• WORK TO COMPLETE:
Copy the rows word for word from the line with "of the house" to the line with "<point>294,289</point>", including both of those lines.

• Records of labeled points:
┄┄┄┄┄┄

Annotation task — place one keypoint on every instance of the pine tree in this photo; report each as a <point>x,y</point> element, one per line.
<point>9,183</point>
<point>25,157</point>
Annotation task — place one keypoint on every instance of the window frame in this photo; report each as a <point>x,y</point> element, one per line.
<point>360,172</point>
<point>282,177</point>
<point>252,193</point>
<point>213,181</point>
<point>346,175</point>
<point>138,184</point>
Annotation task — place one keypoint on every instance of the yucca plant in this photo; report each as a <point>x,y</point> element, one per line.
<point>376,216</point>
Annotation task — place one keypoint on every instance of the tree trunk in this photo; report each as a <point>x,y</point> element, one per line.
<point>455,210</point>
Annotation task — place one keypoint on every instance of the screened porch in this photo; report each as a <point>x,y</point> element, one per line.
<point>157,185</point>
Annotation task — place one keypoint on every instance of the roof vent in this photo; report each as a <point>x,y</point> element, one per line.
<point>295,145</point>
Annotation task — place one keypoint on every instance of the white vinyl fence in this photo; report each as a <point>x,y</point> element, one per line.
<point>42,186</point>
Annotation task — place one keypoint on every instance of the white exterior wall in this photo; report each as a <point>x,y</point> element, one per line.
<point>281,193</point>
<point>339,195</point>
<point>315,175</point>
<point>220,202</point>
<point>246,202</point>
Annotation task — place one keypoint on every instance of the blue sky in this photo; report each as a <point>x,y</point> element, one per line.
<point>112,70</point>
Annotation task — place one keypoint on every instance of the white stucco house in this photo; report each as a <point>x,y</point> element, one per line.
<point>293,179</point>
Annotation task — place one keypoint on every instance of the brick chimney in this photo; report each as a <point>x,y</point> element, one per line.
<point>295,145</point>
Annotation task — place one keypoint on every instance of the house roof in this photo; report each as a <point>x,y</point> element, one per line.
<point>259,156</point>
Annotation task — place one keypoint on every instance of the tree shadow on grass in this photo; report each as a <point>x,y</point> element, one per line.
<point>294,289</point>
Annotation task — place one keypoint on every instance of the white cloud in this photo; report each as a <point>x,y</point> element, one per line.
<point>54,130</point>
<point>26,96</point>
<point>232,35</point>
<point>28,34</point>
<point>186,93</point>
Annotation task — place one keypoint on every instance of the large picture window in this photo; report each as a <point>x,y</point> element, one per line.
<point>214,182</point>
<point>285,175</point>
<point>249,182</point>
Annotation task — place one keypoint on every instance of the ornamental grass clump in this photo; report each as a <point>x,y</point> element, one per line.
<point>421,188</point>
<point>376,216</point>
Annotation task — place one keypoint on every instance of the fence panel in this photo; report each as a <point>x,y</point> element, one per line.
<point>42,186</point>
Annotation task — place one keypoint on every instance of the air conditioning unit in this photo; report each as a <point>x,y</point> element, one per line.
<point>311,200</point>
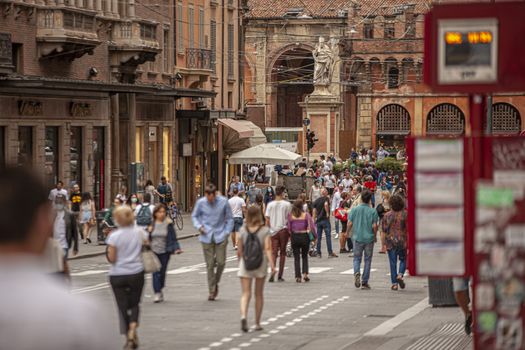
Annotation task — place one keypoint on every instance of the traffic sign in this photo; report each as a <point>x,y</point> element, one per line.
<point>475,47</point>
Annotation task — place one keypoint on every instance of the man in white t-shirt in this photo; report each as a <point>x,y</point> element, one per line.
<point>144,212</point>
<point>347,182</point>
<point>238,206</point>
<point>38,312</point>
<point>277,219</point>
<point>56,191</point>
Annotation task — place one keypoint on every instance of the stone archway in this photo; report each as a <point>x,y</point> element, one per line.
<point>291,80</point>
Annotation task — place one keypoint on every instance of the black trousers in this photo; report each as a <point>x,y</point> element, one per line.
<point>128,291</point>
<point>300,248</point>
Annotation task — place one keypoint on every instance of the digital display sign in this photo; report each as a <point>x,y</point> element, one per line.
<point>467,51</point>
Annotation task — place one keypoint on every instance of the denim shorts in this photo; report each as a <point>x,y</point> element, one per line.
<point>237,224</point>
<point>460,284</point>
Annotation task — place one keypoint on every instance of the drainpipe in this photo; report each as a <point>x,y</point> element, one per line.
<point>222,56</point>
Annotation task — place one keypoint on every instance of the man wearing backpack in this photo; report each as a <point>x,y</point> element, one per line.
<point>212,217</point>
<point>144,212</point>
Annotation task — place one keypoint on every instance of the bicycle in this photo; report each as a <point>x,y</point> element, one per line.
<point>176,216</point>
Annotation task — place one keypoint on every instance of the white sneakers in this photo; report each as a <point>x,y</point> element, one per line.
<point>158,298</point>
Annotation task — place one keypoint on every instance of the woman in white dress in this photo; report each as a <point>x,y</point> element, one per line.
<point>254,226</point>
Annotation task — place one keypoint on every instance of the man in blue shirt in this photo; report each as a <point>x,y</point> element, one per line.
<point>212,216</point>
<point>362,222</point>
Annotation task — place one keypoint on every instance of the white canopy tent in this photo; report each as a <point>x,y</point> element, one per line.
<point>266,153</point>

┄┄┄┄┄┄

• EXERCISE RESULT:
Annotation task — place one keypoint on every instance of the house roof in this photo; report each as a <point>x,y</point> element, one per line.
<point>259,156</point>
Annotation task — place one keypoint on every instance of the tree shadow on grass in this photo; report each as a <point>x,y</point> element, one per line.
<point>294,289</point>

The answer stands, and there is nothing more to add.